--- Work request ---
The entries below are to be repeated exactly, with the pictures left out.

--- Source information ---
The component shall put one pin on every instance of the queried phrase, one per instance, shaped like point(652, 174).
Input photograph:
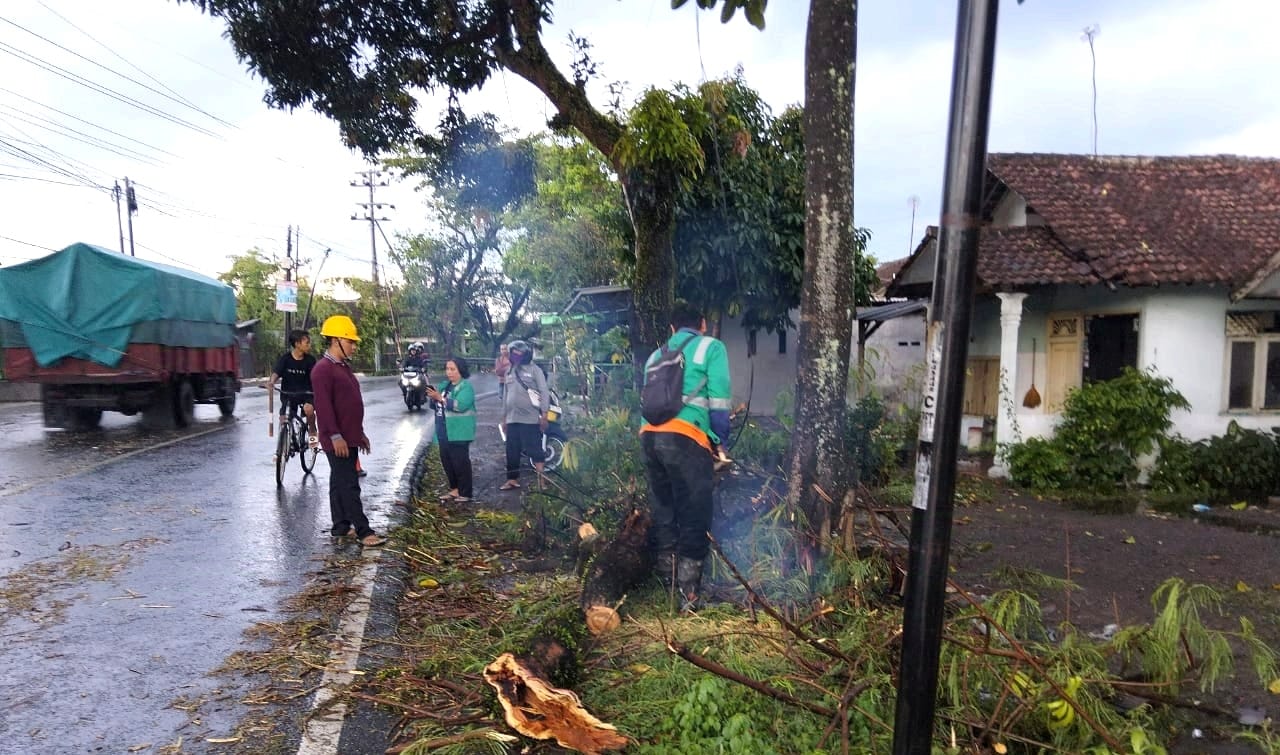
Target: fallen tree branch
point(423, 712)
point(755, 599)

--- Answer ---
The component shall put one pin on every instance of the queried phrase, one per instance, shaped like point(652, 174).
Input photograph:
Target: fallen tree branch
point(423, 712)
point(755, 599)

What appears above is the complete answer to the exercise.